▶ [COMPITI PROPOSTI]
**A.** Per ciascuna affermazione indica se concorda con il post sulle protesi al seno. Rispondi sì o no e cita le parole del post che lo stabiliscono: (i) la ragazza che scrive al prof. Tremolada ha dovuto sottoporsi alla chemioterapia; (ii) alla ragazza le protesi sono state rimosse il 16 agosto 2017; (iii) l'Ansm ha invitato i chirurghi a preferire le protesi lisce.
**B.** Elenca tutte le date complete di giorno, mese e anno citate nel post sulle protesi al seno.

▶ [TESTO FORNITO]
Protesi al seno e rischio linfoma. Facciamo informazione e…..chiarezza

Indice

Scrivo questo post con il semplice scopo, non di generare allarmismo o “terrorismo”, ma di divulgare un’informazione di cui non ero a conoscenza e sulla quale  la comunità scientifica sta cercando di fare chiarezza.

Scrive una ragazza nella pagina dedicata al prof. Tremolada nella nuova sezione del blog in cui i lettori possono porre domande ai medici :

“Buonasera, ho avuto un linfoma non Hodgkin a grandi cellule in conseguenza ad impianto di protesi per mastoplastica additiva estetica. Il 16 agosto del 2017 mi sono state rimosse entrambe le protesi ed  attualmente sono sottoposta a controlli connessi al linfoma. Non ho dovuto effettuare né chemio né radioterapia. L’operazione è stata condotta realizzando anche una mastopessi del tessuto svuotato Purtroppo il seno sinistro si presenta più svuotato del destro e con rugosità della pelle. Non so come altro potrei descriverla. Sono di corporatura normale non particolarmente magra ma neanche rotonda. Ho letto del lipofilling e di altre metodiche a cui posso ricorrere per la ricostruzione del seno. Vorrei sapere se, allo stato attuale , posso pensare a un rimpianto delle protesi oppure quali sono le altre metodiche ricostruttive realmente percorribili nelle mie condizioni. Grazie”.

Resto di sasso. Ma come le protesi provocano linfoma non Hodgkin e nessuno lo scrive? Ma quale tipo di protesi?

Comincio ad informarmi a chiedere in giro. Tra l’altro in privato mi scrive una ragazza, allarmata dalla notizia, che deve operarsi di mastoplastica additiva e che mi aveva già contattato per chiedere consigli. Anche lei comincia ad informarsi e in rete troviamo un articolo di Tiziana Moriconi  uscito su Repubblica.it il 29 novembre 2018 nella rubrica Salute Seno (https://la.repubblica.it/saluteseno/news/protesi-al-seno-e-rara-forma-di-linfoma-si-continua-a-indagare/7520/?ref=fbpd ) che riporto integralmente  in cui si dice:

“La possibile relazione con una rara forma di tumore del sangue, il linfoma anaplastico a grandi cellule, è sospettata da diversi anni. Ora la Francia chiama a raccolta pazienti, medici e aziende per avere nuovi dati. Intanto chiede ai chirurghi di utilizzare le protesi lisce anziché quelle ruvide, associate a un rischio maggiore

La notizia riguarda la Francia ma è già rimbalzata nel Regno Unito ed è destinata a far rumore un po’ ovunque. L’argomento non è nuovo – la possibilità, seppur rara, che le protesi al seno diano luogo a un raro tipo di linfoma – ma è nuova la decisione dell’Agence nationale de sécurité du médicament et des produits de santé (Ansm, il corrispettivo della nostra agenzia del farmaco): il 7 e l’8 febbraio 2019 ascolterà pazienti, medici e altri attori coinvolti per capire se sia il caso o meno di sospendere l’utilizzo delle protesi con superficie ruvida (o rugosa), che sembrano maggiormente associate al linfoma. Nel frattempo, a scopo precauzionale, ha invitato i chirurghi plastici e ricostruttori ad utilizzare in via preferenziale le protesi lisce.

▶ [DATI]
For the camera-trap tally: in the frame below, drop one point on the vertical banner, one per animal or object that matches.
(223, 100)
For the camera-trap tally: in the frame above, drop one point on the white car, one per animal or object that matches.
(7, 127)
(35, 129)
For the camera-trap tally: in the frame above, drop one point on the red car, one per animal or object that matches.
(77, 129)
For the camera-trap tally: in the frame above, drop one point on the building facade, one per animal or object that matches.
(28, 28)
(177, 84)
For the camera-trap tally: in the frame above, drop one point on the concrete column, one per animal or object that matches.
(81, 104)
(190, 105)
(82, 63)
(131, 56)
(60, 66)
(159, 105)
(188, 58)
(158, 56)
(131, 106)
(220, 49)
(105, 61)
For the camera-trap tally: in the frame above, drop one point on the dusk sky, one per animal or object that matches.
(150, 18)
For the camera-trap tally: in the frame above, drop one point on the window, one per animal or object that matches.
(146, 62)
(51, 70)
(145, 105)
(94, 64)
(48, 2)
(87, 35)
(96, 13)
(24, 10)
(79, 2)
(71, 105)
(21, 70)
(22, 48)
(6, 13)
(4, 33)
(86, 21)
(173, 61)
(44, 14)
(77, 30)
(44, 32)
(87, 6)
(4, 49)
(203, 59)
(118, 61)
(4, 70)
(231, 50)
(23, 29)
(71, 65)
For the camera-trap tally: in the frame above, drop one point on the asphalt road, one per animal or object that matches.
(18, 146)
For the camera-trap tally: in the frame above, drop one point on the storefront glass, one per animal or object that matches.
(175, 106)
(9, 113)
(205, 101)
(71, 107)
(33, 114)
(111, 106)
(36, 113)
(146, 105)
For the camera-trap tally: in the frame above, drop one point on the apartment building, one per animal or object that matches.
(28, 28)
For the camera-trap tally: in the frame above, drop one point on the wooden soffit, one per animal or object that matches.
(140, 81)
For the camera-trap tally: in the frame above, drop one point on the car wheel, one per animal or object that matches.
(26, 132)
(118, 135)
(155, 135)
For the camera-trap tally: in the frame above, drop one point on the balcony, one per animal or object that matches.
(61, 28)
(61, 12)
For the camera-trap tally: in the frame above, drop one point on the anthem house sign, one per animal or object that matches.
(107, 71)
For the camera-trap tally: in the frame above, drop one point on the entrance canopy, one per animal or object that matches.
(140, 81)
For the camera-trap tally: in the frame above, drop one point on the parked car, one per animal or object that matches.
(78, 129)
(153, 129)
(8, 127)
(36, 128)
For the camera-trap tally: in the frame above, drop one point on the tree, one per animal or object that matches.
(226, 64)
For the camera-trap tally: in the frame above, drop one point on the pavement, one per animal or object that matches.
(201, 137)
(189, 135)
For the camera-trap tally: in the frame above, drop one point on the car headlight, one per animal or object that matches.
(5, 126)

▶ [RISPOSTE AI COMPITI]
**A.**
(i) No: "Non ho dovuto effettuare né chemio né radioterapia."
(ii) Sì: "Il 16 agosto del 2017 mi sono state rimosse entrambe le protesi"
(iii) Sì: "ha invitato i chirurghi plastici e ricostruttori ad utilizzare in via preferenziale le protesi lisce"

**B.** 16 agosto 2017; 29 novembre 2018; 7 febbraio 2019; 8 febbraio 2019